WORK INSTRUCTIONS: Look at the entries below and reproduce them exactly.

MATERIAL:
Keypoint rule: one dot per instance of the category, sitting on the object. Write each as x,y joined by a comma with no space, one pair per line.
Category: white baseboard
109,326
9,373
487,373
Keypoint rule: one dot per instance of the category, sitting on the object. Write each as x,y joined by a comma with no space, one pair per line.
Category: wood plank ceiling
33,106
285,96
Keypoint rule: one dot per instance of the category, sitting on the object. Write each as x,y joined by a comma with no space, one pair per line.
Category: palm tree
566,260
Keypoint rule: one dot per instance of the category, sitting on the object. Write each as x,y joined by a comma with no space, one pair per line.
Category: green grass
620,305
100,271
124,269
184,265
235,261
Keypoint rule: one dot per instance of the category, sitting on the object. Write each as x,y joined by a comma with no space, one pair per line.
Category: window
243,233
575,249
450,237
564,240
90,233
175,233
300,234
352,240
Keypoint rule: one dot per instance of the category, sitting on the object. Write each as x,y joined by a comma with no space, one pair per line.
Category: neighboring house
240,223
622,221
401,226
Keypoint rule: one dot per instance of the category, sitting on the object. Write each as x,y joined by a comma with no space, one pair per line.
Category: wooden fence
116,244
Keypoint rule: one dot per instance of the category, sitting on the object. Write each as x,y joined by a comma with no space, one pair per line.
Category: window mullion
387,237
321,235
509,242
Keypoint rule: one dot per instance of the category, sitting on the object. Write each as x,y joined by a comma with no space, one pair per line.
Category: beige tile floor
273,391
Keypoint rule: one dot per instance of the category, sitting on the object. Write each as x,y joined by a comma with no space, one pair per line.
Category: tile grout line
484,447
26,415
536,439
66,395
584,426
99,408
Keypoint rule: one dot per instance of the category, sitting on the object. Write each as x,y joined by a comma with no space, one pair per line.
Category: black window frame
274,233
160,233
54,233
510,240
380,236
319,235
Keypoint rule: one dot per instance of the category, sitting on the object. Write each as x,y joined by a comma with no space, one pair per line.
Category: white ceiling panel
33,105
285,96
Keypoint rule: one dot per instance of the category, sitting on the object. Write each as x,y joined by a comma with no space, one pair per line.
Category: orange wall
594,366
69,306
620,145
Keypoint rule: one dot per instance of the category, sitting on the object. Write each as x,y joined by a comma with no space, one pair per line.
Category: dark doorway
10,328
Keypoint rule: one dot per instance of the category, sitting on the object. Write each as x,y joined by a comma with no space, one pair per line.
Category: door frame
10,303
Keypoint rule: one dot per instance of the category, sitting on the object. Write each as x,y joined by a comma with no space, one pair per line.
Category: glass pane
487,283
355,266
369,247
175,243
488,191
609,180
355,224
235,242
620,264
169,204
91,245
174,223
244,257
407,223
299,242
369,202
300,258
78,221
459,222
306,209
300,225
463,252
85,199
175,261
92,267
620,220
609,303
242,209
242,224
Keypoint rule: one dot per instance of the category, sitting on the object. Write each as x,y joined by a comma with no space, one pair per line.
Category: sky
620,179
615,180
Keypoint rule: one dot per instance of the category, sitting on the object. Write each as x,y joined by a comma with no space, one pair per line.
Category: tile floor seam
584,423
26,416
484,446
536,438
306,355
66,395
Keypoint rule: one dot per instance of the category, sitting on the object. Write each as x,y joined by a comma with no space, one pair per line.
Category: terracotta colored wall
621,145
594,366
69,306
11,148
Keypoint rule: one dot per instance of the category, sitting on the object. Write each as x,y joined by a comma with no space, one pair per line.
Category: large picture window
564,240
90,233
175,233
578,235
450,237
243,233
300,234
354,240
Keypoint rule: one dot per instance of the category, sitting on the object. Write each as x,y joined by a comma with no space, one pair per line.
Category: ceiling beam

ANSWER TO THIS TASK:
Keypoint rule: one dot per instance of the category, sitting on the object. Write each as x,y joined by a comma with no space, one pair per line.
Category: white baseboard
109,326
9,373
487,373
Keypoint rule: one dot per instance of the category, sitting on the object. Write each as x,y joined by a comma with no space, one pair per line.
Category: wood plank ceiling
33,106
285,96
Keypoint rule: one dot per instance of the category, sitting on the object. Write each as x,y joined by a comma with no space, one pair per line.
Category: palm tree
566,260
Keypoint rule: one dot per instance of the category, sitting on the object. Write each as x,y joined by a comma with no space, one pair per line.
Category: green grass
620,305
100,271
124,269
184,265
235,261
Keypoint rule: one dot per instance of the category, sitting on the object. Write each as x,y joined by a comma with no space, one pair per line.
Category: window
243,233
575,249
450,237
564,240
90,233
175,233
300,234
352,240
Keypoint rule: one dot per instance of the category, sitting on the object. Write each as x,y joined by a comma with no space, one pair per line.
Category: neighboring house
240,223
622,221
401,226
Keypoint rule: one dot per instance of the category, sitting on the object. Write each as x,y joined by a comma with no space, one pair per line.
Category: wooden fence
116,244
Keypoint rule: one dot per instance of the category, sitting on the object. Write each as x,y joined by a comma with no space, one pair per line.
Category: window mullion
387,237
321,235
509,242
Keypoint rule: one dot per instance of the category, sitting on the object. Write each as x,y joined by a comma with no space, one pair per line.
Category: beige tile floor
273,391
Keypoint rule: one dot per instance of the category, sitting on the object. Write each as x,y joined by a comma with no space, one pair per line.
Category: tile grout line
484,447
26,415
536,439
66,395
584,426
99,408
Keypoint rule: one dot per instance of the category, sitting on the object. Write each as x,y joined by a comma with no space, one pair per line.
Category: black window frame
274,233
160,233
54,233
510,240
380,236
319,235
Keypoint rule: one dot per instance of the category, sitting on the object. Write each as x,y joined by a comma with no space, one pair per line.
Category: white ceiling panel
33,105
285,96
Keypoint rule: one dot per instance of the category, sitting on the object. Write each as x,y joined by a comma with no space, one pair per line.
Category: orange wall
594,366
69,306
620,145
Keypoint rule: one dot per instance of the category, sitting on the object. Write each as x,y joined by a comma with no space, one pair per line.
Category: dark doorway
10,328
Keypoint rule: one dot per instance of the category, sitting on the object. Write each as x,y joined by a comma with no space, one pair per line.
Category: door frame
10,303
Keypoint rule: one dot per instance of the category, sitting on the object. Write each as x,y joined by a comma with no space, one pair per line.
Category: glass pane
487,283
355,266
369,247
175,243
488,191
609,180
355,224
235,242
620,264
169,204
91,245
174,223
244,257
407,223
299,242
369,202
300,258
78,221
459,222
306,209
300,225
463,252
85,199
175,261
92,267
620,220
609,303
242,209
242,224
Keypoint rule: one dot per instance of the category, sitting on the object. Write each as x,y joined by a comma with no space, one pair per line.
Category: sky
620,179
615,180
Keypoint rule: one dot per instance of the category, sitting on the object. Write each as x,y joined by a comma with no space, one pair per line.
Category: tile floor seam
584,423
26,416
484,446
536,438
306,355
66,395
Keypoint rule: one dot per instance of the category, sitting on the object. Write each as x,y joined by a comma with no space, one pair per line.
Category: terracotta colored wall
621,145
594,366
69,306
11,148
Keypoint rule: one dot per instance of the category, sitting on the object. Write each as x,y joined by a comma with no space, one pair per line.
Category: large picture window
564,240
90,233
175,233
578,235
450,237
243,233
300,234
354,240
Keypoint rule: one dot per instance of the category, sitting on the object. Write each as x,y joined by a comma with no space, one pair per line.
Category: ceiling beam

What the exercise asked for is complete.